§ **Exercise goal**
Copy word for word the lines from the start of the records through the line that contains "positive clicks: (129, 103)", both included.

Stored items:
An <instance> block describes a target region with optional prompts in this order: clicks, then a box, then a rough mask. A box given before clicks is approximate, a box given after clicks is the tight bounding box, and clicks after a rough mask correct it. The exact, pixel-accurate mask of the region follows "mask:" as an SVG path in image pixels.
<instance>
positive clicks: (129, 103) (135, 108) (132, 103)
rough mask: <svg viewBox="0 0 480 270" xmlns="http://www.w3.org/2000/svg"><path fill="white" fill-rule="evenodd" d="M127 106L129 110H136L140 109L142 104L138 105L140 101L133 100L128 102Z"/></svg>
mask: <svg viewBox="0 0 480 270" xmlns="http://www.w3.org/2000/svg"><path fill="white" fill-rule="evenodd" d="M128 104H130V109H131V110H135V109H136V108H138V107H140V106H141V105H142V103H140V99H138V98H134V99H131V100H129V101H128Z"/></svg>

§ **Result for this task**
An <instance> block describes a target region with optional prompts in this order: clicks, then a box, then a rough mask. A box given before clicks is approximate, a box given after clicks is the tight bounding box, and clicks after a rough mask correct it. The exact, pixel-accurate mask of the region follows "mask:" as an SVG path in image pixels.
<instance>
positive clicks: (129, 103) (135, 108) (132, 103)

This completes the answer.